_Passage_
Christian missionary (1801–1831)

George Dana Boardman (February 8, 1801 – February 11, 1831) was an American missionary.

== Life ==
He was born in Livermore, Maine, the son of the Rev. Sylvanus Boardman. He attended Colby College, and was the school's first graduate in 1822. He served as tutor for a year at Colby, then continued his education at Andover Theological Seminary. On February 16, 1825, he was ordained a Baptist minister in West Yarmouth, Maine. Rev. Jeremiah Chaplin, President of Colby College, spoke at his ordination. Boardman married Sarah Hall on July 4, 1825.

On July 16, the couple sailed for Calcutta, where they arrived on 2 December 1825. After acquiring the Burmese language, he entered upon his labors at Maulmain in May 1827, and founded a mission which became the central point of all the Baptist missions in Burma. In April 1828, he established a mission at Tavoy, where he soon afterward baptized Ko Tha Byu, a Karen convert, whose labors were very successful among his countrymen. On 5 February 1828, Boardman set out on a tour among the Karen villages, and met with such success that he determined on a systematic course of itinerary labor. On these trips, he was usually accompanied by Ko Tha Byu or some other convert.

His exertions occasioned the loss of his health and brought on his early death by consumption. His widow married the Rev. Adoniram Judson, also a missionary. He and Sarah had a son also named George Dana Boardman, often referred to as "the Younger".

A residence and dining hall at his alma mater, Colby College, is named "Dana" in his honor.

(Items in a dataset)
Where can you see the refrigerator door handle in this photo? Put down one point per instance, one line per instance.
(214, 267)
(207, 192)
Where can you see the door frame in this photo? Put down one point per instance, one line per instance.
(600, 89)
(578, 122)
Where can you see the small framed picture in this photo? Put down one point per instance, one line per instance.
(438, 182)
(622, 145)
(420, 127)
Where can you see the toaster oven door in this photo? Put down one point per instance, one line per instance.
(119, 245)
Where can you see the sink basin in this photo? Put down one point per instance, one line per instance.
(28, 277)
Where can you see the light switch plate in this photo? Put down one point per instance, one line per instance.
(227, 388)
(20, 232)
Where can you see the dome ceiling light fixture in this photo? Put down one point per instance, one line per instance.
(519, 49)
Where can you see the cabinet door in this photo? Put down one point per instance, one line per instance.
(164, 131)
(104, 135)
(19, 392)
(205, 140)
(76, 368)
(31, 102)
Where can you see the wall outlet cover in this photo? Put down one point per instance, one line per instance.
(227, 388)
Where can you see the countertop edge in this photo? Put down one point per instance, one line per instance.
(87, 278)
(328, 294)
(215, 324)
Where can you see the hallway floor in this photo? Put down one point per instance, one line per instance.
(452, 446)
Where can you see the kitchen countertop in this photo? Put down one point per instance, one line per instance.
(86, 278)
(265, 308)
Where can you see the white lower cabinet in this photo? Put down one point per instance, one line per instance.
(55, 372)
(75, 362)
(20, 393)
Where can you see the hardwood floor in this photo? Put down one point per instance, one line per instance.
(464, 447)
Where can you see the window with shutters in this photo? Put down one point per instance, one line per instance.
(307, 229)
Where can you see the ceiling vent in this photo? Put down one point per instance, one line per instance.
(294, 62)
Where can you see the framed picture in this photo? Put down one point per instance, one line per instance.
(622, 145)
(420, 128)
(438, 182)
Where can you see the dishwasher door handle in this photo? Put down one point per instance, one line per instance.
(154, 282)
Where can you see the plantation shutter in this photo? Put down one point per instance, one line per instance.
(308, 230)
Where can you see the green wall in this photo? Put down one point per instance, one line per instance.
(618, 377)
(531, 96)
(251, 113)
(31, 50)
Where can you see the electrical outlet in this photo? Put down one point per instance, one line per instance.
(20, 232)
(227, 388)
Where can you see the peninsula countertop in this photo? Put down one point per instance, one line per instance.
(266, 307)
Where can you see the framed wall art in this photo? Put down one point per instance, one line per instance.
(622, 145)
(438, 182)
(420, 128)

_Work item 1_
Rewrite the Boardman biography from "On July 16, the" up to and including "some other convert.", changing "Calcutta" to "Kolkata".
_Work item 2_
According to the Boardman biography, in what town was Boardman born?
The material has no connection to the text about George Dana Boardman.

_Expected answer 1_
On July 16, the couple sailed for Kolkata, where they arrived on 2 December 1825. After acquiring the Burmese language, he entered upon his labors at Maulmain in May 1827, and founded a mission which became the central point of all the Baptist missions in Burma. In April 1828, he established a mission at Tavoy, where he soon afterward baptized Ko Tha Byu, a Karen convert, whose labors were very successful among his countrymen. On 5 February 1828, Boardman set out on a tour among the Karen villages, and met with such success that he determined on a systematic course of itinerary labor. On these trips, he was usually accompanied by Ko Tha Byu or some other convert.

_Expected answer 2_
Livermore, Maine.